## What is needed
Extend the article on the 1917–18 Coupe de France, picking up right after its final line.

## Page extract
● ● ● ● ● ● ●

The 1917–18 Coupe de France (officially Coupe Charles–Simon 1917–18) was the first season of the most prestigious cup competition in France.
The competition was open to all clubs who were affiliated with an organisation that was a member of the Comité français interfédéral (CFI). The cup was named after Charles Simon, the Secretary-General of the CFI at the outbreak of World War I, who died in battle in 1915.

Forty-eight clubs competed in the cup and Olympique Pantin defeated FC Lyon 3–0 in the final.

== First round ==

Teams from the north and east of France were unable to compete due to World War I. Thirty-two teams competed in this round with sixteen others being given byes to the next round. The matches were played on a regional basis on 7 October 1917.

| Team 1 | Score | Team 2 |
|---|---|---|
| Alliance Vélo Sportive | 6–1 | AJ Auxerroise |
| USA Clichy | 4–1 | Avenir Gentilly |
| UA Cognac | 1–0 | Vie Grand Air Médoc |
| Raincy Sports | 4–3 | CA Boulonnais |
| Olympique Saint-Chamonais | 2–4 | AS Lyonnaise |
| Lyon Olympique Universitaire | 4–1 | Éveil Sportif Dijon |
| ES Mont-de-Marsan | 3–1 | ISC Toulouse |
| Légion Saint-Michel | 8–0 | US Voltaire |
| Paris Star | 3–1 | London County SC |
| Racing Club France | 7–0 | Margarita Club Vésinet |
| Standard AC | 5–1 | Championnet Sports |
| Tour Auvergne | 8–0 | Entente Rennaise |
| Jeunes Chaumont | 1–3 | SS Stade Jean Macé |
| Cercle Athlétique Vitry | 2–3^{1} | British Aviation FC |
| Cadets Bretagne | 4–0^{2} | US Le Mans |
| Olympique Marseille | 7–0^{3} | Herculis Monaco |

- Notes
- Note 1: British Aviation were disqualified after a protest from the Union des Sociétés Françaises de Sports Athlétiques. Vitry qualified for the Second round.

● ● ● ● ● ● ●

## Source data
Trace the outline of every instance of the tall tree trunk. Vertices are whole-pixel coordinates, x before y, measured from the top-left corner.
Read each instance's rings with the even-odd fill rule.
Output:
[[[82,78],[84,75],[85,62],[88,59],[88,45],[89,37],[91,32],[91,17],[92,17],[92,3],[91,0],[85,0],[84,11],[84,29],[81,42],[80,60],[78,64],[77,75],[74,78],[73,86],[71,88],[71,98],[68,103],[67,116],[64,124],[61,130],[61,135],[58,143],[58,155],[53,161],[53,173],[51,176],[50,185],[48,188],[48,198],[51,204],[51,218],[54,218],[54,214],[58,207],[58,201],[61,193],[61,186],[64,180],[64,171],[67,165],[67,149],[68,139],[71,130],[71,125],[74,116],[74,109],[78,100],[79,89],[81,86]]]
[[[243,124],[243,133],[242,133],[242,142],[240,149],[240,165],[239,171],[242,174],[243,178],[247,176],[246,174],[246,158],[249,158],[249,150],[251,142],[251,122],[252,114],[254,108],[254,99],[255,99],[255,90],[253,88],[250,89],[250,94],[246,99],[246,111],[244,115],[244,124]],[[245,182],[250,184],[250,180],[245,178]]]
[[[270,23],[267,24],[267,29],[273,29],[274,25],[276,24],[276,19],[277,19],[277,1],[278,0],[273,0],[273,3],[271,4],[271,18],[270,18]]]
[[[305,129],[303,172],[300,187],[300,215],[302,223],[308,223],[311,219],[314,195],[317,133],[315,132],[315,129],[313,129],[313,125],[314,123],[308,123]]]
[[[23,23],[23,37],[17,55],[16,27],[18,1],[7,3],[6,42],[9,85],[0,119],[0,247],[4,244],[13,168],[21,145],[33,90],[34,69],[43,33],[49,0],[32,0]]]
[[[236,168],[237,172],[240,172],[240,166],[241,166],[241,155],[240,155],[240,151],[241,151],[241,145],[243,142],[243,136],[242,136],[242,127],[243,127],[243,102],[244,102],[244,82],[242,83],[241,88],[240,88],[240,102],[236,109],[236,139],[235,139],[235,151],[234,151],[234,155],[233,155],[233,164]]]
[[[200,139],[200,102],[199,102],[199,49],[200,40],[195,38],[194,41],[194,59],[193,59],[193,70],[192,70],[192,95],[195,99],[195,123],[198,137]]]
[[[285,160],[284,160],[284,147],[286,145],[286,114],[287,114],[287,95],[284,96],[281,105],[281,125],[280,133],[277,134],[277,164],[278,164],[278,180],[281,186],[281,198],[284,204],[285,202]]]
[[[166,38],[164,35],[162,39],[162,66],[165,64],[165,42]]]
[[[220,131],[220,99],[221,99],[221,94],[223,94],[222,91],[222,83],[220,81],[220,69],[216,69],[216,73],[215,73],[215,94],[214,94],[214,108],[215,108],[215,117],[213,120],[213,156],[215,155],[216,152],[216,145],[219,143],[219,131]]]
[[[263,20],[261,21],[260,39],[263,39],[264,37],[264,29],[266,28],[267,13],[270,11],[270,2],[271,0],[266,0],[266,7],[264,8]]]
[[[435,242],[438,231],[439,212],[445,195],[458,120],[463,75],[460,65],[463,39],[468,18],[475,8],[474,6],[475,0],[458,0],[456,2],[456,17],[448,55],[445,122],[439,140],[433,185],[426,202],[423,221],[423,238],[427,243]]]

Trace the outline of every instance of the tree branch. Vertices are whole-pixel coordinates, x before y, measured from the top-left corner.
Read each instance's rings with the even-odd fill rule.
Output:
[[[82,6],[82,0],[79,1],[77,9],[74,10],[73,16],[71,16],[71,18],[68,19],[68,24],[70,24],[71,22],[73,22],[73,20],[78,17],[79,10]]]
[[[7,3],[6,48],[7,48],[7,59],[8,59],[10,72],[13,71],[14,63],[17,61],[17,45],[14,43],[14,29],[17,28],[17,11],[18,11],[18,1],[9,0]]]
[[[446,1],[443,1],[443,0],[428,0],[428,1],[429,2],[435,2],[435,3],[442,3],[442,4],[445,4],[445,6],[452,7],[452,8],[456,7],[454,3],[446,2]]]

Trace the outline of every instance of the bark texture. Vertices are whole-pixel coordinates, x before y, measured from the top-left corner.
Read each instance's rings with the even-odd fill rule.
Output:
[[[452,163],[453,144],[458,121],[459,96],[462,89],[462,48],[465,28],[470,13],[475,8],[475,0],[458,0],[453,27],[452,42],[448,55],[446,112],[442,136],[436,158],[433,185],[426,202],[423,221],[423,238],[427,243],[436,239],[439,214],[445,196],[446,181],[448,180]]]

● ● ● ● ● ● ●

## Result of this exercise
- Note 2: The match was due to be played at Le Mans but they had the match postponed and the tie is reversed. Bretagne had the match on 14 October postponed. The CFI award the match to the Cadets.
- Note 3: Monaco had the game postponed to 21 October but withdraw due to a lack of players. The FFF website announced the result as 7–0 to Marseille.

== Second round ==

The sixteen teams that received a bye joined the sixteen winners of the First Round. The matches were played on 4 November 1917 and on a regional basis if possible.

| Team 1 | Score | Team 2 |
|---|---|---|
| AS Brestoise | 4–1 | Tour Auvergne |
| Raincy Sports | 7–0 | Cercle Athlétique de Vitry |
| FC Lyon | 2–2^{aet} | AS Lyonnaise |
| Alliance Vélo Sportive | 2–3 | Lyon Olympique Universitaire |
| Olympique Marseille | 2–0 | CS Terreaux |
| ES Mont-de-Marsan | 5–1 | UA Cognac |
| Olympique Pantin | 4–1 | Légion Saint-Michel |
| AS Française | 13–0 | USA Clichy |
| Cercle Athlétique Paris | 6–1 | CA 14ème arrondissement |
| CA Société Générale | 5–0 | Stade Français |
| Club Français | 2–2^{aet} | Standard AC |
| Étoile Deux Lacs | 2–1 | Gallia Club |
| Paris Star | 2–1 | Patronage Olier |
| Havre Athletic Club | 0–5 | Racing Club France |
| Stade Rennais UC | 3–1 | Cadets Bretagne |
| Union Sportive Suisse | 15–0 | SS Stade Jean Macé |

== Second round first replays ==

The matches were played on 18 November 1917.

| Team 1 | Score | Team 2 |
|---|---|---|
| AS Lyonnaise | 1–1^{aet} | FC Lyon |
| Standard AC | 1–5 | Club Français |

== Second round second replay ==

The match was played on 25 November 1917.

| Team 1 | Score | Team 2 |
|---|---|---|
| FC Lyon | 5–0 | AS Lyonnaise |

== Third round ==

The matches were played on 2 December 1917.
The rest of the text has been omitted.